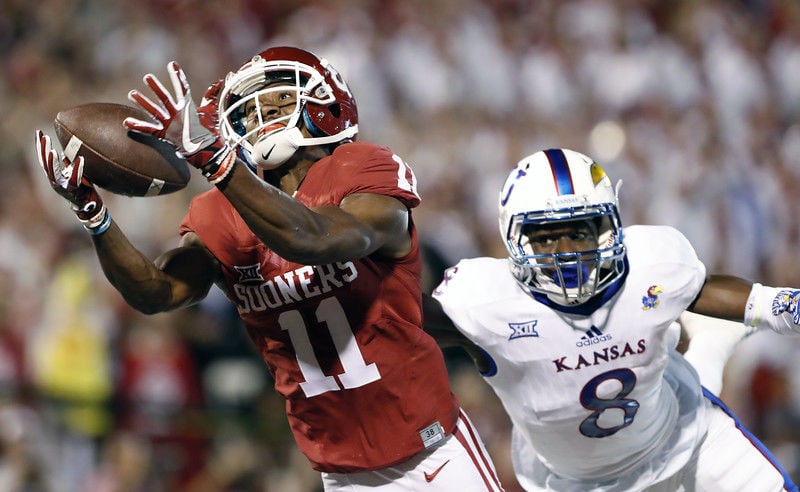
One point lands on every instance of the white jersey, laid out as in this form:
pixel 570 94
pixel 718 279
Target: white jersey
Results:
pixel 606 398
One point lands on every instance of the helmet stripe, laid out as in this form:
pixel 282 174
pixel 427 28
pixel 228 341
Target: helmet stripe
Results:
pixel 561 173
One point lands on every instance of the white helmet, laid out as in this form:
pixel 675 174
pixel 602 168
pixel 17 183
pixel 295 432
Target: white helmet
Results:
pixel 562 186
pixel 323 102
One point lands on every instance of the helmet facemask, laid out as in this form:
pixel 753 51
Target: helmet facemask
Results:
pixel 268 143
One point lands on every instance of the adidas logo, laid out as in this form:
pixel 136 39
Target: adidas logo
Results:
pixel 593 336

────────────────

DIRECTIVE: Quote all of the material above word for word, leaving out the pictures.

OUTPUT OF THE TASK:
One point lands on every instance of the white jersey, laid out as in this form:
pixel 570 94
pixel 718 279
Target: white jersey
Results:
pixel 606 398
One point lands on every instance of the helmet stripe, laid out as in this form:
pixel 282 174
pixel 427 28
pixel 228 341
Target: helmet stripe
Results:
pixel 561 173
One point lands on every instance of the white helmet, laid out as in this form:
pixel 675 174
pixel 602 168
pixel 17 183
pixel 295 432
Target: white helmet
Results:
pixel 562 186
pixel 323 102
One point lands on every instance of the helmet facemask, laid out as in this form:
pixel 753 51
Target: helmet facemask
Results:
pixel 268 143
One point lands on every instance of the adidas logo, laid out as in this form:
pixel 136 39
Target: adidas logo
Results:
pixel 593 336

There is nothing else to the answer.